▶ Problem description
Answer these questions from the honours text below.
(a) What organization does Ewan Brown chair?
(b) In what year did Kath Mainland become chief executive of the Edinburgh Fringe Festival Society?
(c) Since when has Francis Dunn been president of the Royal College of Physicians and Surgeons of Glasgow?

┌─ Source text

A knighthood went to Ewan Brown, chairman of Scottish Financial Enterprise and a senior governor at St Andrews University, who is recognised for services to business, public life and philanthropy.

Edinburgh Fringe chief Kath Mainland and Colonel Robert Jefferies of the Royal Regiment of Scotland are among those whose achievements were recognised with CBEs.

Ms Mainland took over as chief executive of the Edinburgh Fringe Festival Society in 2009. Under her leadership the Fringe has continued to grow and earlier this month the festival unveiled its biggest programme with more than 3000 shows. She is appointed a CBE for her services to culture in Scotland.

Also awarded a CBE is Dr ­Francis Dunn, president of the Royal College of Physicians and Surgeons of Glasgow. Mr Dunn has been president of the Royal College of Physicians and Surgeons of Glasgow since December 2012. He is also a consultant cardiologist at ­Stobhill General Hospital and honorary professor at ­Glasgow University.

He said: "I am thrilled to have been awarded a CBE in the Queen's Birthday Honours List. I am privileged to have been associated with the people of Glasgow, the patients and staff at Stobhill Hospital, and the people of East Dunbartonshire for most of my life."

└─
┌─ Dataset

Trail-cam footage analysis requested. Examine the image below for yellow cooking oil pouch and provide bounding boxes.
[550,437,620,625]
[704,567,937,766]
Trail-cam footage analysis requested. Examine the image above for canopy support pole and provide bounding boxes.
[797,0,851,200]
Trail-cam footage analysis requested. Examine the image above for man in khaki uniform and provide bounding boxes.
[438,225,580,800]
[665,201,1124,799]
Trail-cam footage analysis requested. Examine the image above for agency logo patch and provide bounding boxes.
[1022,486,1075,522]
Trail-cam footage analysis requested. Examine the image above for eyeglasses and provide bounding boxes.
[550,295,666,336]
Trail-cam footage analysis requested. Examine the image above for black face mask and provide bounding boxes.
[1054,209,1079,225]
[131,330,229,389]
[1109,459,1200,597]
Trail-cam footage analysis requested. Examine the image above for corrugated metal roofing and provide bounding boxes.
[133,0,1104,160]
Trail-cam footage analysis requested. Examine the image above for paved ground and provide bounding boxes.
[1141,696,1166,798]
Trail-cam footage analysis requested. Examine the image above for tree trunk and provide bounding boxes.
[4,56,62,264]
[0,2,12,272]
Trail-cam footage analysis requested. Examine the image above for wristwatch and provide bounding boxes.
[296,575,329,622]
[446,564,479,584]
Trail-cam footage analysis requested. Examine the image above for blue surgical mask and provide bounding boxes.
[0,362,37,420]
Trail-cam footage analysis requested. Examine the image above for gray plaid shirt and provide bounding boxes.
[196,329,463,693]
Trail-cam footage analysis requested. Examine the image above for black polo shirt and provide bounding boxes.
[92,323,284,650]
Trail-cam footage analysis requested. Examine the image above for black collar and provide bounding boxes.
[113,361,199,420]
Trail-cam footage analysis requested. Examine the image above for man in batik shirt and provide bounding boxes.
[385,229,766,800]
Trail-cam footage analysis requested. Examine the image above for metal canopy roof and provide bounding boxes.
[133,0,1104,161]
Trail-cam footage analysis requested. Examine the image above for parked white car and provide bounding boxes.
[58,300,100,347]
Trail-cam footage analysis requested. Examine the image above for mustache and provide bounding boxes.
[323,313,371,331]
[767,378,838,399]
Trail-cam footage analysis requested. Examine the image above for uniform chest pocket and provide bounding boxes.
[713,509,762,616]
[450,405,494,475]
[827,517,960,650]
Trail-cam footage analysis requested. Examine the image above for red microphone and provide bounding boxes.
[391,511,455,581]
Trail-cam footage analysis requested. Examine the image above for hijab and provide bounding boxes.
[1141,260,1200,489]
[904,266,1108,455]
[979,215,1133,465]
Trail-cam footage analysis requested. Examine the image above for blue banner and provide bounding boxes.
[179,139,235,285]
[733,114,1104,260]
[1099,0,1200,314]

└─

▶ The answer
(a) Scottish Financial Enterprise
(b) 2009
(c) December 2012